*Aim of the exercise*: Please reproduce the article on corporate cash management below word for word, from its headline to its final sentence.

*Text block*:

Nimble Corporate Cash Managers Face a Reckoning

A rule of thumb is that French, Italian and U.S. automakers have negative working capital, while their German peers do not. A six-week production hiatus caused by strike action lowered General Motors Co.’s free cash flow by $5.4 billion.

Optimizing working capital has been a key focus for carmaker Peugeot SA and boss Carlos Tavares repeated the trick when he acquired Opel/Vauxhall from GM.

Like merger partner Fiat, Peugeot has now been forced to shutter its European car plants. If sales slump for a prolonged period, its 17 billion-euro ($19 billion) cash buffer could dwindle.

Tour operators are accustomed to large swings in working capital: They typically get paid by customers ahead of the busy summer season and pay their suppliers afterwards. Bank overdrafts can tide them over during the winter period when cash tends to be lower.

Still, a sudden slowdown in demand can upset those calculations, as Thomas Cook Group Plc discovered last year. Customers delayed bookings, suppliers tightened credit terms and the U.K. tour operator went bust.

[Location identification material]

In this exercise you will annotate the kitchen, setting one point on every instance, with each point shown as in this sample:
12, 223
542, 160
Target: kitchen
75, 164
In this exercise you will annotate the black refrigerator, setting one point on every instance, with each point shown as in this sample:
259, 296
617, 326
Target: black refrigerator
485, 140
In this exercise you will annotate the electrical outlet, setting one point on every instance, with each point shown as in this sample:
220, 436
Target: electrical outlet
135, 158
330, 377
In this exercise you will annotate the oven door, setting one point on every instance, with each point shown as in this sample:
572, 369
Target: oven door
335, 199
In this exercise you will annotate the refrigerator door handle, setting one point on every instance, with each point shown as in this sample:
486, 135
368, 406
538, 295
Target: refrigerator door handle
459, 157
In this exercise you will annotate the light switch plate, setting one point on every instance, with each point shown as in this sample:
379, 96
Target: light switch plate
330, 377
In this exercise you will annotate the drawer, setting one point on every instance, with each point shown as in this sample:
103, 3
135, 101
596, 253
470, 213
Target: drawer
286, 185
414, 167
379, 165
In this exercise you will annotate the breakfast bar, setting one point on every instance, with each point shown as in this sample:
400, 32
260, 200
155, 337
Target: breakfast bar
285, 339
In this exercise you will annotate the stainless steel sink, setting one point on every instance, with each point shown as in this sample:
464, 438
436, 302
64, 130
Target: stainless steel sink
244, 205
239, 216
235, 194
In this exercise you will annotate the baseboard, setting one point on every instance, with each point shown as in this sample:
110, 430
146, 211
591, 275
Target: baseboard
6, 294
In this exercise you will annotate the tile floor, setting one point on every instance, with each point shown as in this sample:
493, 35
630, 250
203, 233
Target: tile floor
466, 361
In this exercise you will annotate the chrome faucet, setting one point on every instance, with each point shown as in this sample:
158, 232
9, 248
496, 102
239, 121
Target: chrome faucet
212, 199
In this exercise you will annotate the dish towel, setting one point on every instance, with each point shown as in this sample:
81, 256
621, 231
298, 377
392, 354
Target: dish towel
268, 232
...
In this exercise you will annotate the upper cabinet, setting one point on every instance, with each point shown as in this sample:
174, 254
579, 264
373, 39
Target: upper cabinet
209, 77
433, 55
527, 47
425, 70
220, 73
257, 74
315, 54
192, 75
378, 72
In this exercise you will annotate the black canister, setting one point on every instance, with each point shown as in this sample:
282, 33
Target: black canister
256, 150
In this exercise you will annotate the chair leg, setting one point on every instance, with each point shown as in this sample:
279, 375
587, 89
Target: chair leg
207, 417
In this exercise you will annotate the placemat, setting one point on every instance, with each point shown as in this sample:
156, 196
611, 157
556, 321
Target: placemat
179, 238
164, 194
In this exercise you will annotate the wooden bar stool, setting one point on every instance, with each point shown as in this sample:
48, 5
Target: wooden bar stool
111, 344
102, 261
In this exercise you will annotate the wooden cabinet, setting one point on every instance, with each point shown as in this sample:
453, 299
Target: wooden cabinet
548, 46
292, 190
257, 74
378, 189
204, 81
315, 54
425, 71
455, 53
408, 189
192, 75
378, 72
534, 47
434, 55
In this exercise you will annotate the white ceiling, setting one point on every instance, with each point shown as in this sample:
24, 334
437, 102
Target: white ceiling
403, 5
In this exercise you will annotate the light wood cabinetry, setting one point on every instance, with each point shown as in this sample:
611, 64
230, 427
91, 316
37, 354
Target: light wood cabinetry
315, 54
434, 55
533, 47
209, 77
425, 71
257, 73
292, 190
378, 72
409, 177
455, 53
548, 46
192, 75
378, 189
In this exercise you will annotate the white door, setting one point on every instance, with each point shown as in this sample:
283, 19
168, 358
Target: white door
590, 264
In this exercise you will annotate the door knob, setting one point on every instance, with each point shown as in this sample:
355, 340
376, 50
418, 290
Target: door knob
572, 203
==
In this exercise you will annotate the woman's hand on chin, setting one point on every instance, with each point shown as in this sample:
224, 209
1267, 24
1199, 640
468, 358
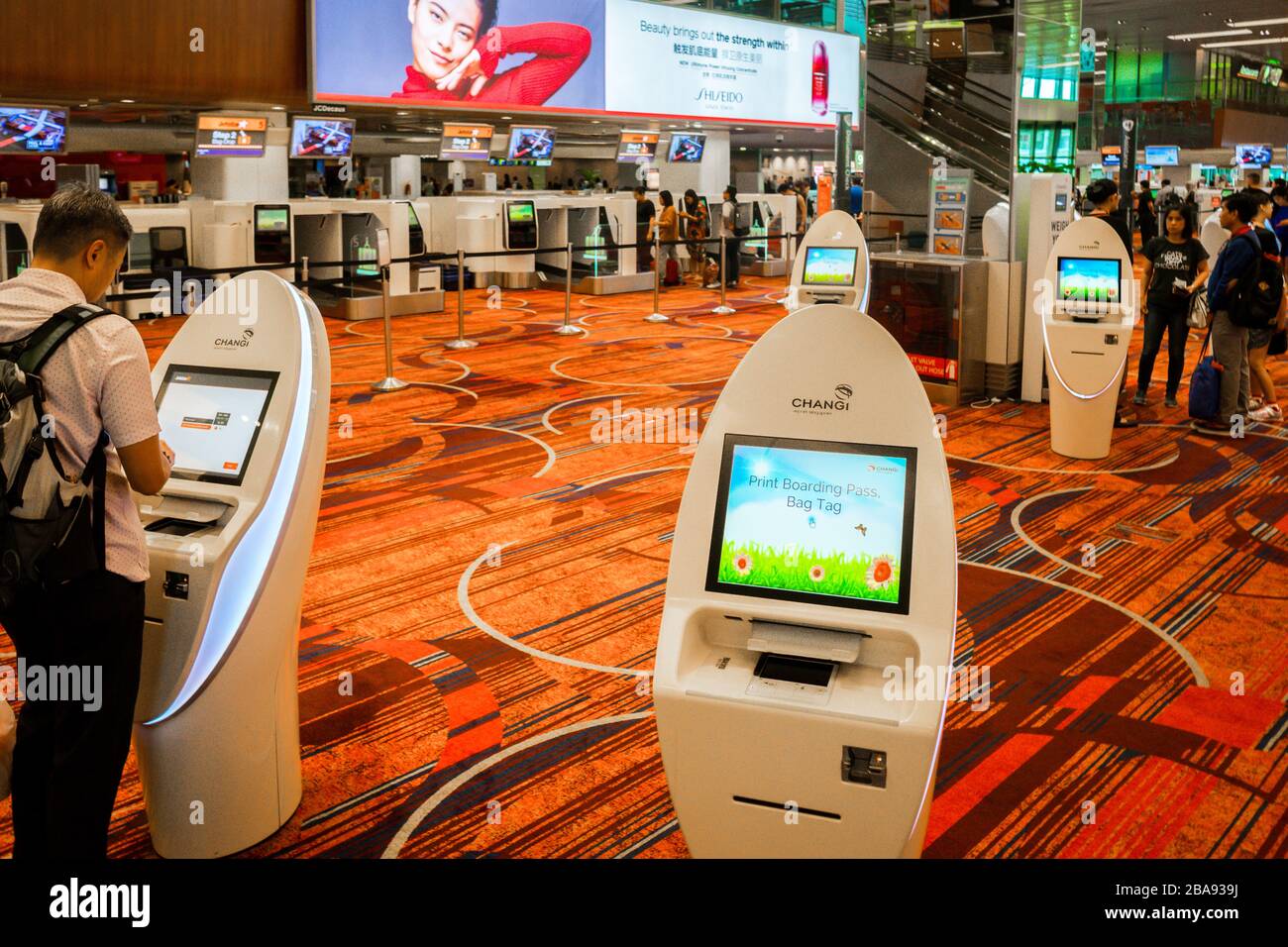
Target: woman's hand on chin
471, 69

*The result*:
Nimble Corporate Cash Managers Face a Reckoning

A rule of thumb is that French, Italian and U.S. automakers have negative working capital, while their German peers do not. A six-week production hiatus caused by strike action lowered General Motors Co.’s free cash flow by $5.4 billion.

Optimizing working capital has been a key focus for carmaker Peugeot SA and boss Carlos Tavares repeated the trick when he acquired Opel/Vauxhall from GM.

Like merger partner Fiat, Peugeot has now been forced to shutter its European car plants. If sales slump for a prolonged period, its 17 billion-euro ($19 billion) cash buffer could dwindle.

Tour operators are accustomed to large swings in working capital: They typically get paid by customers ahead of the busy summer season and pay their suppliers afterwards. Bank overdrafts can tide them over during the winter period when cash tends to be lower.

Still, a sudden slowdown in demand can upset those calculations, as Thomas Cook Group Plc discovered last year. Customers delayed bookings, suppliers tightened credit terms and the U.K. tour operator went bust.